* Work to be completed:
Quote the entire listing below verbatim, leaving out the pictures.

* Annotation data based on points:
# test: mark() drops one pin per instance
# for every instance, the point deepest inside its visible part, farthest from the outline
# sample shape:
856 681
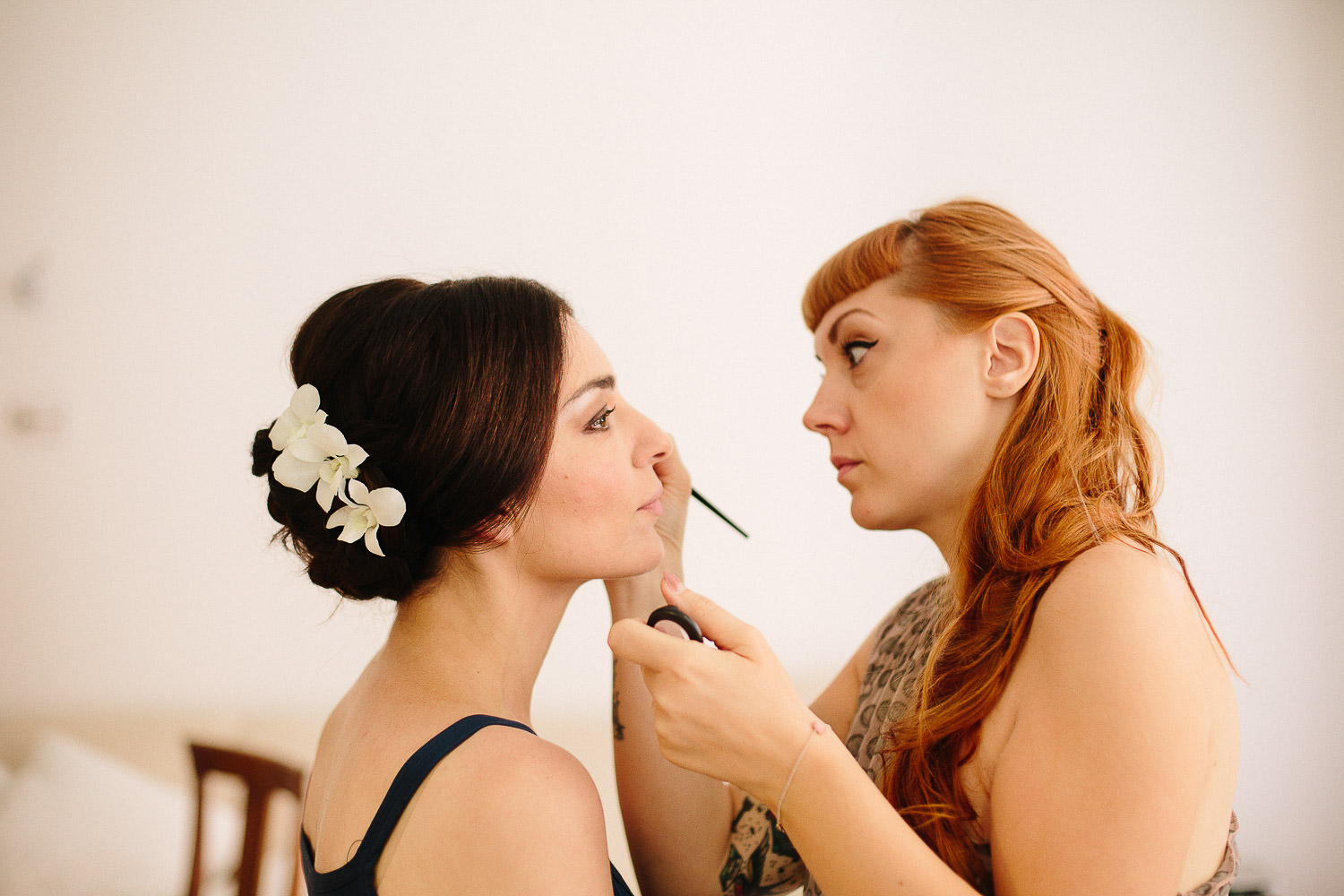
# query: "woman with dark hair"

* Written answer:
# test: mark() drops one pin per instance
# for every instance, the point deepest inside its visible part, farthest from the outline
# sample shape:
856 681
# query: "woman with dark hair"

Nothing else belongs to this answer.